Records
+---+

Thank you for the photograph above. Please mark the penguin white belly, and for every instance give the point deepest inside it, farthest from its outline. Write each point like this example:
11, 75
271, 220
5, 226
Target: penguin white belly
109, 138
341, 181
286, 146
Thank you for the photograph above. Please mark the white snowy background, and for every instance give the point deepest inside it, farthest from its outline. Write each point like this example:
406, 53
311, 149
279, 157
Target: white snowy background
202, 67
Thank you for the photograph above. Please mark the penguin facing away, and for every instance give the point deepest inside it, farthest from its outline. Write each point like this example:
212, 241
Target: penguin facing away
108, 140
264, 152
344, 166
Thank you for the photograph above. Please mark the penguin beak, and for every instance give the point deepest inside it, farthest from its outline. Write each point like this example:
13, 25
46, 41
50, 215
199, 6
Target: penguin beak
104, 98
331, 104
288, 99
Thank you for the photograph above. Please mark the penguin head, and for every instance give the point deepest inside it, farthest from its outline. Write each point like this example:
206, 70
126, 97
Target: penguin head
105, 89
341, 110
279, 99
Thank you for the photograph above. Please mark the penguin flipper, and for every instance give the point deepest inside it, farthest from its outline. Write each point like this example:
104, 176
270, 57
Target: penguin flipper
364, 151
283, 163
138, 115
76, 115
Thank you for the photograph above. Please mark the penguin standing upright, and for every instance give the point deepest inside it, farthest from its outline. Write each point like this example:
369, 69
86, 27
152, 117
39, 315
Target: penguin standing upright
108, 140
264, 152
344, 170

+---+

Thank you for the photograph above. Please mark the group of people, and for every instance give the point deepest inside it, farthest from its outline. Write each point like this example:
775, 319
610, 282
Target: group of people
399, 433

+---+

Show every line of the entries above that contains the string "upright", matching case exactly.

Thank you for the photograph above. Please mark the penguin standing upright, and for every instance give the point deepest inside it, farthest from its outline. Write each point like this example:
Target: penguin standing upright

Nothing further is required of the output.